Work order
Please say how many lines in the records below contain the word "woman", giving the number alone.

(Items listed in a dataset)
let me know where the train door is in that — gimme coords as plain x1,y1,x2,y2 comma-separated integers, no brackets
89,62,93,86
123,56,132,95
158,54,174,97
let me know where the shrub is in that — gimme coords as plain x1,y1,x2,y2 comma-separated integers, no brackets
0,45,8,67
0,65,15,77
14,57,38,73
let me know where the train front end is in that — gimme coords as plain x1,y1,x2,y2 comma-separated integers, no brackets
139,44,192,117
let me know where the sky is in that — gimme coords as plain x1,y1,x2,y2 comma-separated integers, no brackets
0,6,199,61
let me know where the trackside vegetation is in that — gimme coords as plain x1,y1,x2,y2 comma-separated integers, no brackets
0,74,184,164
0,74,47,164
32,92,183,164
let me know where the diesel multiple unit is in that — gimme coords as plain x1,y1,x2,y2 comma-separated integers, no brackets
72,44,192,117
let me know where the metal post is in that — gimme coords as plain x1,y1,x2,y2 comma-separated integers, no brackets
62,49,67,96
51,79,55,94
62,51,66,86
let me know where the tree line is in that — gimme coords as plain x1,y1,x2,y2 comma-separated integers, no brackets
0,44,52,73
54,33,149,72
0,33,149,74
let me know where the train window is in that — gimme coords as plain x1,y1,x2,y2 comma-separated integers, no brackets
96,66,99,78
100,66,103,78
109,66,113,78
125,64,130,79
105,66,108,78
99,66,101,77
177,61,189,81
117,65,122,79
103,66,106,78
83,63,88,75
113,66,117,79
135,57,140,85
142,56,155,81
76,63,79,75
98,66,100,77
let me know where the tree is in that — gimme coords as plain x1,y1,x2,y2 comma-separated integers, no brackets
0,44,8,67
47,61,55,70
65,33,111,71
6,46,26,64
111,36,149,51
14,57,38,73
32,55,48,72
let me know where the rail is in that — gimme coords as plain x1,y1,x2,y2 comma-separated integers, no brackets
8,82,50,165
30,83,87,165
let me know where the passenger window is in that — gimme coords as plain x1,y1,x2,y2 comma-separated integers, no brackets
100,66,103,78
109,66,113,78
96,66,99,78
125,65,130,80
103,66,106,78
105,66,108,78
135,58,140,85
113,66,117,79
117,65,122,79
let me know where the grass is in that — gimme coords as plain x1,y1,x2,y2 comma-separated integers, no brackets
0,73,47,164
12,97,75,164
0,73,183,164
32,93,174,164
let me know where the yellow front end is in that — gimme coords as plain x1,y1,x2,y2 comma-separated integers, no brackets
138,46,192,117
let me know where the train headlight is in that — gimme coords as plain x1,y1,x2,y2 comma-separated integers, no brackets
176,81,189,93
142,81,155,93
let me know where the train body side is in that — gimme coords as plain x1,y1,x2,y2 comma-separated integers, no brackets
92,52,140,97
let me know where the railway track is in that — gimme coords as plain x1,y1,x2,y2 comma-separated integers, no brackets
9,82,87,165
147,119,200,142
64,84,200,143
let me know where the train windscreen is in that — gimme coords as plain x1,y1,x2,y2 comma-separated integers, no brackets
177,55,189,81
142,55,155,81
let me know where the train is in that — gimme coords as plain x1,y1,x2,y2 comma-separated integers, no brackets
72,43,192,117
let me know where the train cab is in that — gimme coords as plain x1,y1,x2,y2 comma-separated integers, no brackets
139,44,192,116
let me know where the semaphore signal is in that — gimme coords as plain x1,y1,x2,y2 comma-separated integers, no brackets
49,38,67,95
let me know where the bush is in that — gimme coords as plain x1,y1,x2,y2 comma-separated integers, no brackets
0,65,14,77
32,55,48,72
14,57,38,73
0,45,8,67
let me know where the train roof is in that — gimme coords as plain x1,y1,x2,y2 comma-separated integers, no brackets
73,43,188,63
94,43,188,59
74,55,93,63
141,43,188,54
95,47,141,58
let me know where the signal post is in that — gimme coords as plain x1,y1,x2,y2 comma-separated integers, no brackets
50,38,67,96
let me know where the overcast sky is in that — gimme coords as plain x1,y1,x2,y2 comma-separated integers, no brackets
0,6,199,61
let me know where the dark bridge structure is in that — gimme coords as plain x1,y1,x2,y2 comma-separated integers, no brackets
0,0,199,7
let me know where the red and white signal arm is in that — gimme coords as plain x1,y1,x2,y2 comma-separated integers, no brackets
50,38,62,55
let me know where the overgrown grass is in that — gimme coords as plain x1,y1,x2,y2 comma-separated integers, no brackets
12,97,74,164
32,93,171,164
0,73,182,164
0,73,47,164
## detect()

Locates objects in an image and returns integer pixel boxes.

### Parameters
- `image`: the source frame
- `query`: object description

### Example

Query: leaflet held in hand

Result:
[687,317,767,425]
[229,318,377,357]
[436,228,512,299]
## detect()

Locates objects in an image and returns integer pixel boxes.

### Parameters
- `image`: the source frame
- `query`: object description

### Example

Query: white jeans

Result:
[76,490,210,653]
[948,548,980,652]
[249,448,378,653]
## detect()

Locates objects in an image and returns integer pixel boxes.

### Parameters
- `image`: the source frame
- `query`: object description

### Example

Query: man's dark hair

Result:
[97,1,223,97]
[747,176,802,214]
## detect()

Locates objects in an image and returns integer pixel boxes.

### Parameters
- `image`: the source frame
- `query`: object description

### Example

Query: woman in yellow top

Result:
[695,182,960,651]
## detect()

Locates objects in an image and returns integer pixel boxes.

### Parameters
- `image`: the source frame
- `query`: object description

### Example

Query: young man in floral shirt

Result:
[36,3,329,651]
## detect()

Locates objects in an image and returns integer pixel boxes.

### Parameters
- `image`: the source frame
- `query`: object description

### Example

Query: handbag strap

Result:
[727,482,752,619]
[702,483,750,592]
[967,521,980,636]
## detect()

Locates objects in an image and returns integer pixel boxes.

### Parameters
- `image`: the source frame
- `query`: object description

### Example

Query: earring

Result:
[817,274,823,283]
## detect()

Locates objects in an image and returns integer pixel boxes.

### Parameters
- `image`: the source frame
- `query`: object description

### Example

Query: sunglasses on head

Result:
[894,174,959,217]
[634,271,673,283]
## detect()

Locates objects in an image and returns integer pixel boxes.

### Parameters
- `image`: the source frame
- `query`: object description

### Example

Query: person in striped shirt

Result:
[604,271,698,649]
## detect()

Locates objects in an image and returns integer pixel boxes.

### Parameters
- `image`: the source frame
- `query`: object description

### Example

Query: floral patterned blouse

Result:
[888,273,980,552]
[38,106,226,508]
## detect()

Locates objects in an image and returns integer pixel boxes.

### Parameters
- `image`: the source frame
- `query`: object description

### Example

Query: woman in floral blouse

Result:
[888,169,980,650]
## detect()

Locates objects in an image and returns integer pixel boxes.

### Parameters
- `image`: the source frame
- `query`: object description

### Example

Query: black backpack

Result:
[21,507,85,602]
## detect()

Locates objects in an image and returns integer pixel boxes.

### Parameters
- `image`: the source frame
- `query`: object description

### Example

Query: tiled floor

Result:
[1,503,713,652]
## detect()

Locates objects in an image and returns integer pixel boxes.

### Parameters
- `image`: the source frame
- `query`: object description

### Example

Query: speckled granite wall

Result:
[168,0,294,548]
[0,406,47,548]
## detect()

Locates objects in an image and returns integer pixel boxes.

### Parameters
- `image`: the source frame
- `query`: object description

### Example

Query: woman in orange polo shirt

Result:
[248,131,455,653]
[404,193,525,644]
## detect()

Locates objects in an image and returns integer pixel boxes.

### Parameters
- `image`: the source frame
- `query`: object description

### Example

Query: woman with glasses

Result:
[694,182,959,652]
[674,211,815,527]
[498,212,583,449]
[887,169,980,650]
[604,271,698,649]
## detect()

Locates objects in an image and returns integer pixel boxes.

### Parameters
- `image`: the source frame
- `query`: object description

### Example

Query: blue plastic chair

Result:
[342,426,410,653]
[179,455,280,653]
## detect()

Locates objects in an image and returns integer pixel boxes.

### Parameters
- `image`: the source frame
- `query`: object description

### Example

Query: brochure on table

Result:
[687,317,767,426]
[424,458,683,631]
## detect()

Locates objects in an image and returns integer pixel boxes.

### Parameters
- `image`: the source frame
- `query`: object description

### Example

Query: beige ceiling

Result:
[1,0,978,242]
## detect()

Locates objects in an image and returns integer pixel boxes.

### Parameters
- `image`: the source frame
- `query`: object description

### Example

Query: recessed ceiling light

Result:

Task result
4